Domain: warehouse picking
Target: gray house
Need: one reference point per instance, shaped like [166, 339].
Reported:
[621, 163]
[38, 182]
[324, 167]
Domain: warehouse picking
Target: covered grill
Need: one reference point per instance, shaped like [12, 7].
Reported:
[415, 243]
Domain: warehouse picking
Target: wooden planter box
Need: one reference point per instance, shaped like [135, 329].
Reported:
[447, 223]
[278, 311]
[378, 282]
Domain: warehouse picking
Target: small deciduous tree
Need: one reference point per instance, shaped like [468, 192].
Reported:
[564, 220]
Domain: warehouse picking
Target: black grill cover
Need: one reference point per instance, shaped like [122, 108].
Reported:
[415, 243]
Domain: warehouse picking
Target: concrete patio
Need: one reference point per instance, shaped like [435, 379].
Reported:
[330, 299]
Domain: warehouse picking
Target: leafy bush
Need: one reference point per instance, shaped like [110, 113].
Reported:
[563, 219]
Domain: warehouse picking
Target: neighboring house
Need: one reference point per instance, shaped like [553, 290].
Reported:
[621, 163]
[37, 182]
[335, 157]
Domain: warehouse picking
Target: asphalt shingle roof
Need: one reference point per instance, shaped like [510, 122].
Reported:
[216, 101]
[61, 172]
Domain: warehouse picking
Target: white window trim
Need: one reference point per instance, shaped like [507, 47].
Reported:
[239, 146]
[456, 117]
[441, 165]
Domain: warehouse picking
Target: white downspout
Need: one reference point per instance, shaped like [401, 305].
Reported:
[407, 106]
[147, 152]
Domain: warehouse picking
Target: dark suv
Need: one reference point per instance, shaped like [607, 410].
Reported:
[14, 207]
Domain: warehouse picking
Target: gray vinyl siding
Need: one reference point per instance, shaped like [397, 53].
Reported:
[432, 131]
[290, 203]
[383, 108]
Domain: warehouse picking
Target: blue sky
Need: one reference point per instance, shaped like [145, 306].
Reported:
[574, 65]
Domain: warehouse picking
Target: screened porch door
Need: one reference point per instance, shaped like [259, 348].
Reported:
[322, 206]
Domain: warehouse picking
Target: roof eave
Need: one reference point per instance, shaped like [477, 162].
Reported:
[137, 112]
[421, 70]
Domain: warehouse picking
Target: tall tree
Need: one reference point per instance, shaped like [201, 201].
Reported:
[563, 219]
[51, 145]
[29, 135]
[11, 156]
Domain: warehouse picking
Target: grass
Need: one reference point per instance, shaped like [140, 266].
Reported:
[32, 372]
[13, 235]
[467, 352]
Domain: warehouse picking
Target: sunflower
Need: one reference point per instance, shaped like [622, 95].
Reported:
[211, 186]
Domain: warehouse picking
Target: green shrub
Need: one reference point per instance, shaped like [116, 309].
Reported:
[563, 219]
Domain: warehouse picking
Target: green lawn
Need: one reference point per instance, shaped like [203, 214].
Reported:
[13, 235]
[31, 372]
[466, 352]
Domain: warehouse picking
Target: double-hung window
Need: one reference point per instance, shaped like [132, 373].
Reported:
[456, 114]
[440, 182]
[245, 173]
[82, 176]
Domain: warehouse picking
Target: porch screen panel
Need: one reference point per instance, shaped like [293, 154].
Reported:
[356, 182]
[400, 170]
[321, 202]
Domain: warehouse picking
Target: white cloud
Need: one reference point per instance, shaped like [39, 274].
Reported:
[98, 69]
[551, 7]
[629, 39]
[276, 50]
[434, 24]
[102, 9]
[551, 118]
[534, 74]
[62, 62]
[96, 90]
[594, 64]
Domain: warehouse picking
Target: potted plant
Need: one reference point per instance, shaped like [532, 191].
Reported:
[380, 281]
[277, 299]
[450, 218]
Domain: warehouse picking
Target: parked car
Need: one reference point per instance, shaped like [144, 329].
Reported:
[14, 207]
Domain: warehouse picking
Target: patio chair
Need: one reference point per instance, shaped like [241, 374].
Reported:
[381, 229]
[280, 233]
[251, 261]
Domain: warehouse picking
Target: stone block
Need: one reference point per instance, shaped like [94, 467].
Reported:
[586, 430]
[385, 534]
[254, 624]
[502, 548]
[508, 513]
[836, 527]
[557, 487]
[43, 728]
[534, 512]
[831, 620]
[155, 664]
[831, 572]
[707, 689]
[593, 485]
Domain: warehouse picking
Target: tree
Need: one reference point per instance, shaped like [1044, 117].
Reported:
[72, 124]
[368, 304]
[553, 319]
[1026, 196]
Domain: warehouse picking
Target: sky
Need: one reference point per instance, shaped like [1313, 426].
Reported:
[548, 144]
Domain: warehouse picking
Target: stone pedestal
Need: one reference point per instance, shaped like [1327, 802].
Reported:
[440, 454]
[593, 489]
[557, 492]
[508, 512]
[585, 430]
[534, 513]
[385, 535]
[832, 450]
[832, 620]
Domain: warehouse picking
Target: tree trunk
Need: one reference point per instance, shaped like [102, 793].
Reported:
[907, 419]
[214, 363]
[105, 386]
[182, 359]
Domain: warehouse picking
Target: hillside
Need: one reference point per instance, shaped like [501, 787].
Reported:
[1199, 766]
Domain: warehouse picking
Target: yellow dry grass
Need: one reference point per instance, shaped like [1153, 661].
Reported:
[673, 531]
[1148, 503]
------------------------------------------------
[THE TASK]:
Copy all of the data exactly.

[SOLUTION TO THE PROBLEM]:
Domain: warehouse picking
Target: gray house
Need: one reference point per instance, shaped like [166, 339].
Reported:
[621, 163]
[38, 182]
[324, 167]
Domain: warehouse picking
Target: covered grill
Need: one reference point per instance, shaped like [12, 7].
Reported:
[415, 243]
Domain: warehouse picking
Target: wooden planter box
Need: one reference point per instance, shaped like [135, 329].
Reported:
[447, 223]
[278, 311]
[378, 282]
Domain: warehouse picking
Target: small deciduous tree
Need: one reference point per instance, shaped like [468, 192].
Reported:
[564, 220]
Domain: warehouse picking
Target: black grill cover
Need: one reference point per instance, shaped like [122, 108].
Reported:
[415, 243]
Domain: warehouse picking
Target: concrete patio
Need: one reference point per instance, shaped like [435, 379].
Reported:
[330, 299]
Domain: warehouse picking
Target: leafy bush
Need: one reference point per instance, shaped like [110, 113].
Reported:
[563, 219]
Domain: warehouse picking
Target: neighboring house
Need: one reference point per instance, shaped like [553, 290].
Reported:
[621, 163]
[37, 182]
[335, 157]
Domain: warehouse picking
Target: asphalt shingle roof
Need: one reference point per instance, shaped like [510, 122].
Reported:
[216, 101]
[61, 172]
Domain: warehouse picking
Target: white window trim
Need: one reference point per instance, shaped like [507, 47].
Reported:
[239, 146]
[456, 117]
[441, 165]
Domain: warehouse picking
Target: white downspout
Need: one reference point per instance, shaped like [401, 305].
Reported:
[407, 106]
[147, 152]
Domain: warehouse picking
Target: dark suv
Need: one reference point per instance, shaped like [607, 410].
Reported:
[14, 207]
Domain: warehouse picking
Target: gray vinyl siding
Need: one reference point per instance, shaped like [397, 53].
Reported:
[432, 131]
[290, 203]
[383, 108]
Domain: warehouse picking
Target: blue sky
Need: one reference point per instance, shaped like [145, 306].
Reported:
[574, 65]
Domain: warehouse picking
Target: screened porch door
Need: one reference point per instance, shaped like [259, 348].
Reported:
[322, 206]
Domain: warehouse picking
Target: roof eave
Need: one reference point per instance, shaped like [477, 162].
Reported:
[137, 112]
[421, 70]
Domain: warehouse picking
Target: tall tree
Need: one reference point per instance, shaped like [201, 201].
Reported:
[563, 219]
[51, 145]
[29, 135]
[11, 156]
Domain: warehouse picking
Target: grass
Need: one reference point per instance, shaped like [140, 266].
Reported:
[32, 372]
[13, 235]
[467, 352]
Domain: warehouse picking
Target: sunflower
Need: one reference point per instance, shaped like [622, 95].
Reported:
[211, 186]
Domain: warehouse picking
Target: green shrub
Need: one reference point per instance, shaped like [116, 309].
Reported:
[563, 219]
Domain: warehouse picking
Target: green lawn
Need: one reference point per instance, shaped like [203, 214].
Reported:
[13, 235]
[31, 372]
[466, 352]
Domain: warehouse picking
Target: double-hung window
Need: one reference point per instance, shaped like [132, 373].
Reported:
[456, 114]
[440, 182]
[245, 173]
[82, 176]
Domain: warehouse picking
Target: porch screen panel
Need: one reference point per instance, shaped like [293, 154].
Reported:
[356, 182]
[400, 170]
[321, 202]
Domain: warehouse picking
Target: white cloud
Need: one reference point per instance, shaped like [39, 274].
Reported:
[98, 69]
[551, 7]
[629, 39]
[276, 50]
[434, 24]
[102, 9]
[551, 118]
[534, 74]
[62, 62]
[96, 90]
[594, 64]
Domain: warehouse picking
Target: potted plant
Need: one reference point per instance, shaped like [532, 191].
Reported:
[380, 281]
[277, 299]
[450, 218]
Domain: warehouse picking
Target: parked car
Need: one reference point per instance, shaped like [144, 329].
Reported:
[14, 207]
Domain: warehouse picking
Target: patio chair
Need: one reference point per instance, shaped like [241, 374].
Reported:
[381, 229]
[280, 233]
[251, 261]
Domain: warehouse picking
Target: stone block
Need: one reference point per instance, shaped like [94, 467].
Reported:
[586, 430]
[385, 534]
[254, 624]
[502, 548]
[508, 513]
[836, 527]
[557, 487]
[43, 728]
[534, 512]
[831, 620]
[155, 664]
[831, 572]
[707, 689]
[593, 485]
Domain: warehouse picking
Target: tree
Need: one reference point per instance, shaped like [1044, 117].
Reported:
[72, 124]
[368, 304]
[553, 319]
[1026, 196]
Domain: warehouse picking
Target: sky
Need: one reference point per instance, shaped like [1313, 426].
Reported:
[548, 144]
Domain: warehouse picking
Target: stone pedestal
Need: one reference point per instance, shaped like [1327, 802].
Reported:
[440, 454]
[593, 489]
[557, 492]
[508, 512]
[585, 430]
[534, 513]
[385, 535]
[832, 450]
[832, 620]
Domain: warehouse picking
Target: tree trunk
Need: one reference point per instance, shaped like [102, 793].
Reported:
[907, 419]
[214, 363]
[105, 386]
[182, 359]
Domain: warehouse picking
Target: hillside
Need: one reference point per instance, shaped like [501, 787].
Reported:
[1199, 766]
Domain: warehouse picking
Target: yellow dry grass
Need: one reference point per instance, shaped like [1153, 661].
Reported:
[673, 531]
[1148, 503]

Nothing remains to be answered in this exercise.